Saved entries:

START

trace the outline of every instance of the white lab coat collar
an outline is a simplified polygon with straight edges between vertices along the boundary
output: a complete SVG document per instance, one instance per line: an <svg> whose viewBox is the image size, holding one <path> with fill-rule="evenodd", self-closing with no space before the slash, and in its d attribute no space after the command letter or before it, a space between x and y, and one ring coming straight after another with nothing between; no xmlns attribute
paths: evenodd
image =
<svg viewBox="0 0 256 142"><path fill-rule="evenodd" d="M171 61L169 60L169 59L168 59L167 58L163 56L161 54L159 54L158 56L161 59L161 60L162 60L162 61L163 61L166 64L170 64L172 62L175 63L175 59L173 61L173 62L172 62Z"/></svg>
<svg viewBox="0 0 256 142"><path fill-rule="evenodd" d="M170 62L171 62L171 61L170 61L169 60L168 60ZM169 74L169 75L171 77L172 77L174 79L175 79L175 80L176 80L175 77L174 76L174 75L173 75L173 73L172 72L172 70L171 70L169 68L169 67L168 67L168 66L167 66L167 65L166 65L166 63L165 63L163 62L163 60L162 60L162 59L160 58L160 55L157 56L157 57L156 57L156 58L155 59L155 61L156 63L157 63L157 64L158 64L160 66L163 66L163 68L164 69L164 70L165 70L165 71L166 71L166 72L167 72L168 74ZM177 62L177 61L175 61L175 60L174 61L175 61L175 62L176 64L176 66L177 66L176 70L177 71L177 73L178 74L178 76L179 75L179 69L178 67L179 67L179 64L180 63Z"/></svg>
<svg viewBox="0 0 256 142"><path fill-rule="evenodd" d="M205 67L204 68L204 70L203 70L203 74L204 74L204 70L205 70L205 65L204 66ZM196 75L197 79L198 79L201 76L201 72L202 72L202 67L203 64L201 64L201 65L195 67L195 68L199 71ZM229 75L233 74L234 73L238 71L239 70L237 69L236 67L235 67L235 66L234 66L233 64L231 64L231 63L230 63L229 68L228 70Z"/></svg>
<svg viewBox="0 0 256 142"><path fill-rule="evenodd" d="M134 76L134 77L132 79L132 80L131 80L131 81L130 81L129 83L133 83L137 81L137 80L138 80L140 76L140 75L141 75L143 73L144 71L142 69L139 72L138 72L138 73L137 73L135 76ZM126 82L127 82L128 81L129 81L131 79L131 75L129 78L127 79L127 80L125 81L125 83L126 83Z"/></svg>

END

**WRITTEN REQUEST:**
Convert every line of the rows above into a JSON list of strings, with one string per line and blank lines omitted.

**THE REPLY:**
[
  "trace the outline of every instance of the white lab coat collar",
  "an outline is a simplified polygon with straight edges between vertices along the boundary",
  "output: a complete SVG document per instance, one instance per line: an <svg> whose viewBox is the image size, holding one <path> with fill-rule=\"evenodd\", self-closing with no space before the slash, and in its d attribute no space after the command letter or before it, a space between x and y, and one ring coming straight after another with nothing between; no xmlns attribute",
  "paths: evenodd",
  "image =",
  "<svg viewBox=\"0 0 256 142\"><path fill-rule=\"evenodd\" d=\"M171 61L169 60L169 59L168 59L167 58L163 56L161 54L159 54L158 56L161 59L161 60L162 60L162 61L163 61L166 64L170 64L172 62L175 63L175 59L173 61L173 62L172 62Z\"/></svg>",
  "<svg viewBox=\"0 0 256 142\"><path fill-rule=\"evenodd\" d=\"M170 62L171 62L171 61L170 61L169 60L168 60ZM169 74L169 75L171 77L172 77L174 79L175 79L175 80L176 80L175 77L174 76L174 75L173 75L173 73L172 72L172 70L171 70L169 68L169 67L168 67L168 66L167 66L167 65L166 65L166 63L165 63L163 62L163 60L162 60L162 59L160 58L160 55L157 56L157 57L156 57L156 58L155 59L155 61L156 63L157 63L157 64L158 64L160 66L163 66L163 68L164 69L164 70L165 70L165 71L166 71L166 72L167 72L168 74ZM177 62L177 61L175 61L175 60L174 61L175 61L175 62L176 64L176 66L177 66L176 70L177 71L177 73L178 74L178 76L179 75L179 69L178 67L179 67L179 64L180 63Z\"/></svg>",
  "<svg viewBox=\"0 0 256 142\"><path fill-rule=\"evenodd\" d=\"M205 67L204 68L204 70L203 70L203 74L204 74L204 70L205 70L205 65L204 66ZM196 75L197 79L198 79L201 76L201 72L202 72L202 67L203 64L201 64L201 65L195 67L195 68L199 71ZM229 75L233 74L234 73L238 71L239 70L237 69L236 67L235 67L235 66L234 66L233 64L231 64L231 63L230 63L229 68L228 70Z\"/></svg>",
  "<svg viewBox=\"0 0 256 142\"><path fill-rule=\"evenodd\" d=\"M134 76L134 77L132 79L132 80L131 80L131 81L130 81L129 83L133 83L137 81L137 80L138 80L140 76L140 75L141 75L143 73L144 71L142 69L139 72L138 72L138 73L137 73L135 76ZM126 82L127 82L128 81L129 81L131 79L131 75L129 78L127 79L127 80L125 81L125 83L126 83Z\"/></svg>"
]